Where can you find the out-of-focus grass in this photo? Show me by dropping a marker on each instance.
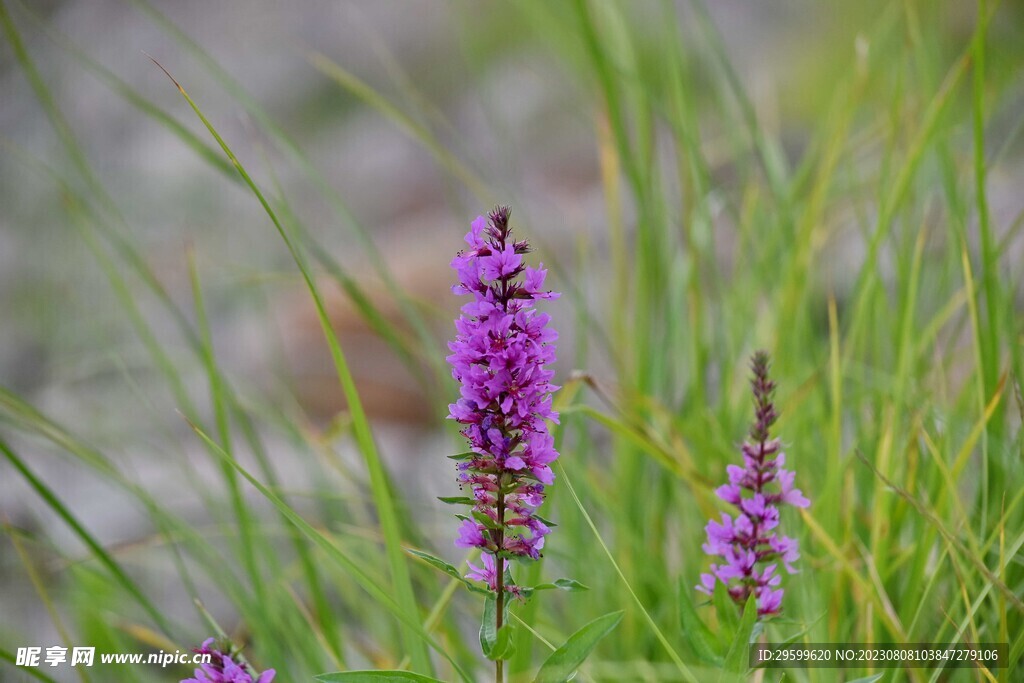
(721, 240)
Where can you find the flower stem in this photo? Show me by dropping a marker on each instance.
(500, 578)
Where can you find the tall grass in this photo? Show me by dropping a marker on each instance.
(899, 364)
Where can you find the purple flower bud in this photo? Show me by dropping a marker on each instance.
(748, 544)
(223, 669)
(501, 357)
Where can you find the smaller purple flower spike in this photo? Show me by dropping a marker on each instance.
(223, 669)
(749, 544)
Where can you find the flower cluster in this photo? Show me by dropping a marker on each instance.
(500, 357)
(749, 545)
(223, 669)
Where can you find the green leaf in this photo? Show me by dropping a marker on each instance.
^^^^
**YOUR INSTRUCTIONS**
Nothing may be altered when you restate the records, but every picture must be dropped.

**TASK OUTPUT**
Where can you find the out-of-focus grass in this photo? Show me by dropping a marker on each instance.
(721, 240)
Where can you find the flower stem in this photo? Show me by dropping a marker on each instance.
(500, 578)
Where can you find the tall grass in this photo? Show me by dropping a marker on each instance.
(899, 364)
Where can you find the purple flower bud in this photo? Show me by dropping a marker on each instance.
(748, 544)
(223, 669)
(501, 357)
Where can you find the smaller purple flower spike in this photo? Show me by dropping a marker on each instance.
(223, 669)
(749, 544)
Where can you find the flower cluster in this photo? Show me by dropping a marker on each instance.
(500, 357)
(749, 545)
(223, 669)
Where can you find the green leaf in this photo? Show me by dropping a marker on each instance.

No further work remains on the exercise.